RECORDED INFORMATION:

————————

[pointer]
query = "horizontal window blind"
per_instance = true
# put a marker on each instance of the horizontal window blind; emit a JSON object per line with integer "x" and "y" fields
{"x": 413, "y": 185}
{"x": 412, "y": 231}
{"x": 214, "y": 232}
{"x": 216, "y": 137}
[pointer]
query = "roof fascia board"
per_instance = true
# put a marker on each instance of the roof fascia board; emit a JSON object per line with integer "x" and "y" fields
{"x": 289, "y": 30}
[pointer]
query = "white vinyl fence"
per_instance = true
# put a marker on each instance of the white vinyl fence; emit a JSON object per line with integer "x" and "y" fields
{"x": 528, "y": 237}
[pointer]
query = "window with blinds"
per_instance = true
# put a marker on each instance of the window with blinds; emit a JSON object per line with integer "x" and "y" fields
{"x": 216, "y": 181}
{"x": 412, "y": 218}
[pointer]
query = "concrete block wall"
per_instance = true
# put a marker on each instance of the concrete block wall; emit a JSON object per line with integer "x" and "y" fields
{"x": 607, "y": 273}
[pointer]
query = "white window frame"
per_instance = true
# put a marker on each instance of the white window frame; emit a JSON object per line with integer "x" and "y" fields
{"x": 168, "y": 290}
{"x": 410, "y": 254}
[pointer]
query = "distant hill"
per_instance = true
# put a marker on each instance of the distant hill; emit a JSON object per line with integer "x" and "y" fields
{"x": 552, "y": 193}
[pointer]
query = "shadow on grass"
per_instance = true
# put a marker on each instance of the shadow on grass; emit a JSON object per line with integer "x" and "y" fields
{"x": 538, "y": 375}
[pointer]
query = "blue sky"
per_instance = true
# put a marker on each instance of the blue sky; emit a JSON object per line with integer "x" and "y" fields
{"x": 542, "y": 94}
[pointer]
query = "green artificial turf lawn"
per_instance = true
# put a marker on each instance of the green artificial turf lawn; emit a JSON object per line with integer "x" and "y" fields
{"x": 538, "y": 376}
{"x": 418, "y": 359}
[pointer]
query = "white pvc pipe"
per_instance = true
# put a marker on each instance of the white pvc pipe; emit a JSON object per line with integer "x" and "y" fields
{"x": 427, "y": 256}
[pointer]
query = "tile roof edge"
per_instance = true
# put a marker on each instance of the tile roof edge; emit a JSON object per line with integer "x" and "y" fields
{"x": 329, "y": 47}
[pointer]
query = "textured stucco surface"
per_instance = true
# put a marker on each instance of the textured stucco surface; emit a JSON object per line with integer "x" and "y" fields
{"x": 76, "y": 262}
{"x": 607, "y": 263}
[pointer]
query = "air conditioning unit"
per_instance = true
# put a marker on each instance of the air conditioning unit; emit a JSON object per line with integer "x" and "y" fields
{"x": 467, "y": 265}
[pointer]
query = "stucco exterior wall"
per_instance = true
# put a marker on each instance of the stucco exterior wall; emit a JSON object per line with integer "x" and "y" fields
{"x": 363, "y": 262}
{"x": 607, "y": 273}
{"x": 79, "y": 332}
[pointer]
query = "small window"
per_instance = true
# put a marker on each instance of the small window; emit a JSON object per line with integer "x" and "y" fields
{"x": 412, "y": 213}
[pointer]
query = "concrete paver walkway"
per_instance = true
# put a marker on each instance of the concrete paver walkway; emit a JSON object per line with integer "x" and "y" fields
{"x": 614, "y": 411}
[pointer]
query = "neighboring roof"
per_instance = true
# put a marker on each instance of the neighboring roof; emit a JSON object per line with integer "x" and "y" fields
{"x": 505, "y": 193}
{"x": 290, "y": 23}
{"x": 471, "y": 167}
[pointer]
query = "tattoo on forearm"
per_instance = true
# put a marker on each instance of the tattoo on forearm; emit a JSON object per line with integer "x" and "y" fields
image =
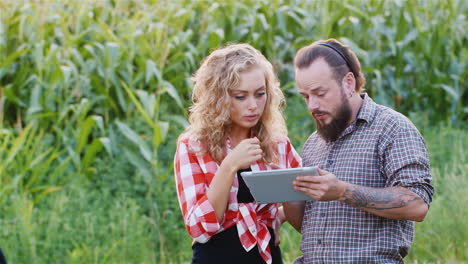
{"x": 379, "y": 198}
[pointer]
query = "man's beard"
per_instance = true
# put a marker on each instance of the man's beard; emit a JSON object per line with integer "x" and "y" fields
{"x": 330, "y": 132}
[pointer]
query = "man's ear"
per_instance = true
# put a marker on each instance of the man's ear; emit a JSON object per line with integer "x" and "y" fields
{"x": 349, "y": 83}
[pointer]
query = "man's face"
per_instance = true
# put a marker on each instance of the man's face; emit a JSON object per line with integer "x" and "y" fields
{"x": 325, "y": 99}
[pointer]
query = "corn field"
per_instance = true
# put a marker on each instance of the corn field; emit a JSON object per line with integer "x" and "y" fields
{"x": 93, "y": 95}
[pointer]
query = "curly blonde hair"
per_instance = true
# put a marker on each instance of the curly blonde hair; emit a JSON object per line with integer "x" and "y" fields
{"x": 210, "y": 121}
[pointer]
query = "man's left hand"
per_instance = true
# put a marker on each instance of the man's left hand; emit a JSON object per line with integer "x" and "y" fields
{"x": 326, "y": 187}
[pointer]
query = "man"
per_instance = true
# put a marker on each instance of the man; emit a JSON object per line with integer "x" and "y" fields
{"x": 374, "y": 170}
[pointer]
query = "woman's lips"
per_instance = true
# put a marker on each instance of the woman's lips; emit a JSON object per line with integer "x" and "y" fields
{"x": 251, "y": 117}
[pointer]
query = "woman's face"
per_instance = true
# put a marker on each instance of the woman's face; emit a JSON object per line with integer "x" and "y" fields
{"x": 248, "y": 100}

————————

REQUIRED WORK: Please find every line above that contains the word "vinyl" and copy each of those lines in full.

SOLVED PROBLEM:
query = "white vinyl fence"
# put a marker on each instance of the white vinyl fence; emit a JSON object per line with integer "x" and "y" fields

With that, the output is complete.